(Dataset excerpt)
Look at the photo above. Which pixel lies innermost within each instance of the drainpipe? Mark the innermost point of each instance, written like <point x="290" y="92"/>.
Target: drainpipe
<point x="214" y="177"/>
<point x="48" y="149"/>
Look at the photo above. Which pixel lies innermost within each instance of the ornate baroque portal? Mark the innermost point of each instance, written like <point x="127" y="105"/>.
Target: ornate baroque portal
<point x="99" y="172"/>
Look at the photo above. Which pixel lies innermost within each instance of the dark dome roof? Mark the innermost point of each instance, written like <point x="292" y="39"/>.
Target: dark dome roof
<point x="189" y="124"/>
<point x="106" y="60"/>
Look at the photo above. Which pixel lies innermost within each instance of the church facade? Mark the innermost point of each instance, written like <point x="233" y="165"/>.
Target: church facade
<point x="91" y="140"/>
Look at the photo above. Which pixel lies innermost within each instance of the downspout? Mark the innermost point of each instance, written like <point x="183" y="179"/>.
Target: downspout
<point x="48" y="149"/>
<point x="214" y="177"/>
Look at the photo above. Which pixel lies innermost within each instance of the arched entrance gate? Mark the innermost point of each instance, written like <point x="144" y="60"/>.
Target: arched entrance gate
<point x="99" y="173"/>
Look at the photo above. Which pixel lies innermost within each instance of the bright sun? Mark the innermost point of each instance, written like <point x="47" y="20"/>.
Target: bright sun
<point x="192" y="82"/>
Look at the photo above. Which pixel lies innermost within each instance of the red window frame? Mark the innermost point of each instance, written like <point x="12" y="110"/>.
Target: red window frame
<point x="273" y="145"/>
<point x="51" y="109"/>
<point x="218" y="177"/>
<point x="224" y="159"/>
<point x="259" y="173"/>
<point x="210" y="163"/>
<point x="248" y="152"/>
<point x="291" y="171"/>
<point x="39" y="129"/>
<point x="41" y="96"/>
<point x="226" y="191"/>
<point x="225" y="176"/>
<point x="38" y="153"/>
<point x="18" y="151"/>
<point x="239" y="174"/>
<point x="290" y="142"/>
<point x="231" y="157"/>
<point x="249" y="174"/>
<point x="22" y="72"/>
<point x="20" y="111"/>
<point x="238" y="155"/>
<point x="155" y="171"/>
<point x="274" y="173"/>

* _Work to do_
Please return all of the material above line for line, changing nothing.

* _Complete response_
Look at the photo above. Which pixel lies innermost within each instance of the drainpipe? Mark the innermost point of each instance, written like <point x="290" y="92"/>.
Target: drainpipe
<point x="214" y="177"/>
<point x="48" y="149"/>
Look at the photo above. Which pixel lies innermost within each instance of the ornate baroque portal? Mark the innermost point of each instance, written like <point x="127" y="105"/>.
Target: ornate baroque portal
<point x="99" y="172"/>
Look at the photo above. Which pixel lies innermost within each instance of the dark dome roof? Mark the innermost point of each instance, written like <point x="292" y="39"/>.
Target: dark dome roof
<point x="189" y="124"/>
<point x="106" y="60"/>
Look at the photo above. Which pixel lies innermost within each instance of the church facade? Mark the innermost point of each instance, written like <point x="233" y="165"/>.
Target: church facade
<point x="91" y="140"/>
Look at the photo above. Which pixel lies innermost within each instance of the downspout? Mark the innermost point of each instance, written like <point x="183" y="179"/>.
Target: downspout
<point x="48" y="149"/>
<point x="214" y="177"/>
Look at the photo above. Which pixel lies innermost within each instance of the arched entrance gate? Mark the innermost point of each instance, written like <point x="144" y="60"/>.
Target: arched entrance gate
<point x="99" y="173"/>
Look at the photo above. Which pixel lies innermost within each instance of the bright sun? Mark the innermost point of each instance, written like <point x="47" y="20"/>.
Target: bright sun
<point x="192" y="82"/>
Look at the photo above. Which pixel lies innermost within each instance of the red window frame? Mark the innermost point of each instance, written like <point x="12" y="110"/>.
Target: red window frame
<point x="273" y="145"/>
<point x="51" y="109"/>
<point x="218" y="177"/>
<point x="224" y="159"/>
<point x="259" y="173"/>
<point x="210" y="163"/>
<point x="248" y="152"/>
<point x="291" y="171"/>
<point x="39" y="129"/>
<point x="41" y="96"/>
<point x="226" y="191"/>
<point x="225" y="176"/>
<point x="38" y="153"/>
<point x="18" y="151"/>
<point x="239" y="174"/>
<point x="290" y="142"/>
<point x="231" y="157"/>
<point x="249" y="174"/>
<point x="22" y="72"/>
<point x="20" y="111"/>
<point x="238" y="155"/>
<point x="155" y="171"/>
<point x="274" y="173"/>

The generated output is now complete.